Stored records
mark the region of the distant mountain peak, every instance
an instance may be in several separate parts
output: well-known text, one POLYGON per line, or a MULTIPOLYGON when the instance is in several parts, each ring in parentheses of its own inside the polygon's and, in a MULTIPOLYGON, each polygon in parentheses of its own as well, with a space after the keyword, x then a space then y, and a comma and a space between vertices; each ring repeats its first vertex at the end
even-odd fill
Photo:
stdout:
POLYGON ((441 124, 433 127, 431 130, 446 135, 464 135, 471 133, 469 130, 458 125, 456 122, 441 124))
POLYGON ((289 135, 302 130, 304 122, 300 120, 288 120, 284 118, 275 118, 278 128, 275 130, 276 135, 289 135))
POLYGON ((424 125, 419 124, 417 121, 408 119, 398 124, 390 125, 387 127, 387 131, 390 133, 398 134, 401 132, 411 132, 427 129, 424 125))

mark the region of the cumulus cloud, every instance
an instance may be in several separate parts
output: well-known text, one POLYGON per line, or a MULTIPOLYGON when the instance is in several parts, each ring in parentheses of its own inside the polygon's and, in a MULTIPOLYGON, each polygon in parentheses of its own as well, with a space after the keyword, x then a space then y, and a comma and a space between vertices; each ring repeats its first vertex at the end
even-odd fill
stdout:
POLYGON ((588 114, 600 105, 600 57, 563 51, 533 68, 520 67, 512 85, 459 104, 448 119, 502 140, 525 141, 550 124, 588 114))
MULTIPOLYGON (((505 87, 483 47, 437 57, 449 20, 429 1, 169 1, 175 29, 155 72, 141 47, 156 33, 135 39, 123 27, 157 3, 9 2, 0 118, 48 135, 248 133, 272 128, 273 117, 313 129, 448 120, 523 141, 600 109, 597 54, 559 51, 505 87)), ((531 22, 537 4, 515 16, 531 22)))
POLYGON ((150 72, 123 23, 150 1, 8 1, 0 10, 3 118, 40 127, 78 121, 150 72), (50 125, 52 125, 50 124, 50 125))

_ACTION ITEM_.
When you copy the data, keep every line word for word.

_RESULT FOR THIS TASK_.
mark the region of the distant mountain peak, every instance
an instance may be in several separate parts
output: well-known text, one POLYGON per line, or a MULTIPOLYGON when the instance is in several parts, each ring in parentheses of its own inside the polygon's and, in a MULTIPOLYGON, each polygon in parentheses of its own as well, with a space after the keyword, x then a space then y, and a comma and a space between vertices; each ring repeats its first vertex at the end
even-odd fill
Photo:
stdout:
POLYGON ((441 124, 433 127, 431 130, 446 135, 464 135, 471 133, 469 130, 458 125, 456 122, 441 124))
POLYGON ((289 135, 302 130, 304 122, 300 120, 288 120, 284 118, 275 118, 278 128, 275 130, 276 135, 289 135))
POLYGON ((424 125, 419 124, 417 121, 408 119, 398 124, 390 125, 387 127, 387 131, 390 133, 398 134, 401 132, 411 132, 427 129, 424 125))

mark the region of the cumulus cloud, every instance
an instance may be in several separate parts
output: well-known text, one POLYGON per line, or a MULTIPOLYGON when the instance is in several parts, each ring in parentheses of its own inside the polygon's and, in a MULTIPOLYGON, each polygon in parentheses of its own as well, with a space after the keyword, x then a space then y, and a comma and a space between vertices; each ring repeats its first vertex at the end
even-odd fill
stdout:
POLYGON ((588 114, 600 105, 600 57, 563 51, 533 68, 520 67, 512 85, 459 104, 448 119, 502 140, 525 141, 550 124, 588 114))
MULTIPOLYGON (((505 87, 483 47, 437 57, 449 20, 429 1, 169 1, 175 29, 155 72, 141 47, 156 33, 135 39, 123 27, 157 3, 9 2, 0 118, 48 135, 248 133, 272 128, 273 117, 313 129, 448 120, 523 141, 600 109, 597 54, 559 51, 505 87)), ((531 22, 537 4, 515 16, 531 22)))
POLYGON ((150 72, 123 23, 150 1, 8 1, 0 10, 3 118, 40 127, 78 121, 150 72), (50 125, 52 125, 50 124, 50 125))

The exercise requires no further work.